### Selection
## begin

2011/05/26

Mars is the planet that never grew up

25 May 2011

Mars, the magnificent Red Planet that has inspired a thousand science fiction fantasies, is just a baby - it has never grown up. Scientists in the US have analysed isotopes in meteorites that resemble Martian geology and have discovered that the planet stopped growing while its solar system siblings carried on developing. This would account for the fact that Mars is 10 times smaller than Earth.

Planets are thought to have evolved from dust particles that collided and stuck together, forming objects called planetesimals. These in turn coalesced to create 'embryos', which further condensed with one another to form planets.

Isotope levels in meteorites show that Mars never grew larger than a planetary embryo

Each of these processes takes millions of years. But researchers have now shown that Mars stopped developing only 2-4 million years after the formation of the solar system. Earth, on the other hand, carried on growing normally until it reached 'adulthood' about 50 million years later.

## end

### Given entries
## begin

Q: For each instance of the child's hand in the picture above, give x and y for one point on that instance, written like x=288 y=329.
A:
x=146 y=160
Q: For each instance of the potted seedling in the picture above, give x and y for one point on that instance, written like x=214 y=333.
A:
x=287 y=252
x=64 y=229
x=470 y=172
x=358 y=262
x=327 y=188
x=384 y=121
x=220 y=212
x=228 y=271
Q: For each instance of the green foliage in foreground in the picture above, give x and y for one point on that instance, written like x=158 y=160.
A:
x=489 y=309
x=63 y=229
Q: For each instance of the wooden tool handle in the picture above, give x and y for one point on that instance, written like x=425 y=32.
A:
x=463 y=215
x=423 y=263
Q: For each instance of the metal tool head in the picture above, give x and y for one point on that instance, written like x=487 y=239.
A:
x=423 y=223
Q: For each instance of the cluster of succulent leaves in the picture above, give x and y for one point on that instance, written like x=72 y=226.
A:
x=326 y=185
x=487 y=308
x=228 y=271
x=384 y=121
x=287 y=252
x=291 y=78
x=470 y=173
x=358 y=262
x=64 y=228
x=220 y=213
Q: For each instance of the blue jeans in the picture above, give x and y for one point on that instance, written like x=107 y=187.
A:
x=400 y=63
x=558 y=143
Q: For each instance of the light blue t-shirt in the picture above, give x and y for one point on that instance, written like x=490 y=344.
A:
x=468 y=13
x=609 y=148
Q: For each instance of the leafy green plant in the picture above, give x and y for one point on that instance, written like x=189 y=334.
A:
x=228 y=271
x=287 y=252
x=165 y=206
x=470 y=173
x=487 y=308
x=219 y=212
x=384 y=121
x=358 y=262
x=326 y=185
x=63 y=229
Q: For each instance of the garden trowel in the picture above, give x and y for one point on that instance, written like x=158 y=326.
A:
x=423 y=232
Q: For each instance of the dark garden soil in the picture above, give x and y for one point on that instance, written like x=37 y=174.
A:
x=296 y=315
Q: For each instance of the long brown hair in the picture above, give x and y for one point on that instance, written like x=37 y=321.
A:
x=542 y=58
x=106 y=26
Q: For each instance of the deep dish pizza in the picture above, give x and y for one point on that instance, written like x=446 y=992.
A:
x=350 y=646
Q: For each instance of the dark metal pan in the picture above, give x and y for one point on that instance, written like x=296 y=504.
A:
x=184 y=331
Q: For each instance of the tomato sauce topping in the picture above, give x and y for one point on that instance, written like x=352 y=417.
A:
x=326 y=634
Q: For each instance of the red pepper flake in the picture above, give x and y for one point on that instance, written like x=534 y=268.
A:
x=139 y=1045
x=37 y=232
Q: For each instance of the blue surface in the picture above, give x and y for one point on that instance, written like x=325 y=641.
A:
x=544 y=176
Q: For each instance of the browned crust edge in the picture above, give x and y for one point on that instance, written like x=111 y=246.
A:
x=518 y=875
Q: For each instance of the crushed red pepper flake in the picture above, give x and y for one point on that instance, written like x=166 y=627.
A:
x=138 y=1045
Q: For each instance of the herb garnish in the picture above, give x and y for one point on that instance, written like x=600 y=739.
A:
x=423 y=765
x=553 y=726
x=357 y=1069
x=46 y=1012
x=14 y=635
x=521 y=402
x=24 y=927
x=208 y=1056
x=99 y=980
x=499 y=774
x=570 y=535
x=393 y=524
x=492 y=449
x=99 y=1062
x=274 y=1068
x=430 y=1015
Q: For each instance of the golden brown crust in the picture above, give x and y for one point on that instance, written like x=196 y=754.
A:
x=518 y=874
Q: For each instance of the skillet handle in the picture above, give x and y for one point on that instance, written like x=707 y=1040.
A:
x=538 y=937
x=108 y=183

## end

### Work instructions
a: Retype the passage of the Mars article from "Planets are thought" to "million years later." without any changes.
b: Lay out the rows, from the line with "Q: For each instance of the long" to the line with "x=138 y=1045", as a JSON list of strings with one string per line, including both of those lines and omitting blank lines.

### Full answers
a:
Planets are thought to have evolved from dust particles that collided and stuck together, forming objects called planetesimals. These in turn coalesced to create 'embryos', which further condensed with one another to form planets.

Isotope levels in meteorites show that Mars never grew larger than a planetary embryo

Each of these processes takes millions of years. But researchers have now shown that Mars stopped developing only 2-4 million years after the formation of the solar system. Earth, on the other hand, carried on growing normally until it reached 'adulthood' about 50 million years later.

b:
[
  "Q: For each instance of the long brown hair in the picture above, give x and y for one point on that instance, written like x=37 y=321.",
  "A:",
  "x=542 y=58",
  "x=106 y=26",
  "Q: For each instance of the deep dish pizza in the picture above, give x and y for one point on that instance, written like x=446 y=992.",
  "A:",
  "x=350 y=646",
  "Q: For each instance of the dark metal pan in the picture above, give x and y for one point on that instance, written like x=296 y=504.",
  "A:",
  "x=184 y=331",
  "Q: For each instance of the tomato sauce topping in the picture above, give x and y for one point on that instance, written like x=352 y=417.",
  "A:",
  "x=326 y=634",
  "Q: For each instance of the red pepper flake in the picture above, give x and y for one point on that instance, written like x=534 y=268.",
  "A:",
  "x=139 y=1045",
  "x=37 y=232",
  "Q: For each instance of the blue surface in the picture above, give x and y for one point on that instance, written like x=325 y=641.",
  "A:",
  "x=544 y=176",
  "Q: For each instance of the browned crust edge in the picture above, give x and y for one point on that instance, written like x=111 y=246.",
  "A:",
  "x=518 y=875",
  "Q: For each instance of the crushed red pepper flake in the picture above, give x and y for one point on that instance, written like x=166 y=627.",
  "A:",
  "x=138 y=1045"
]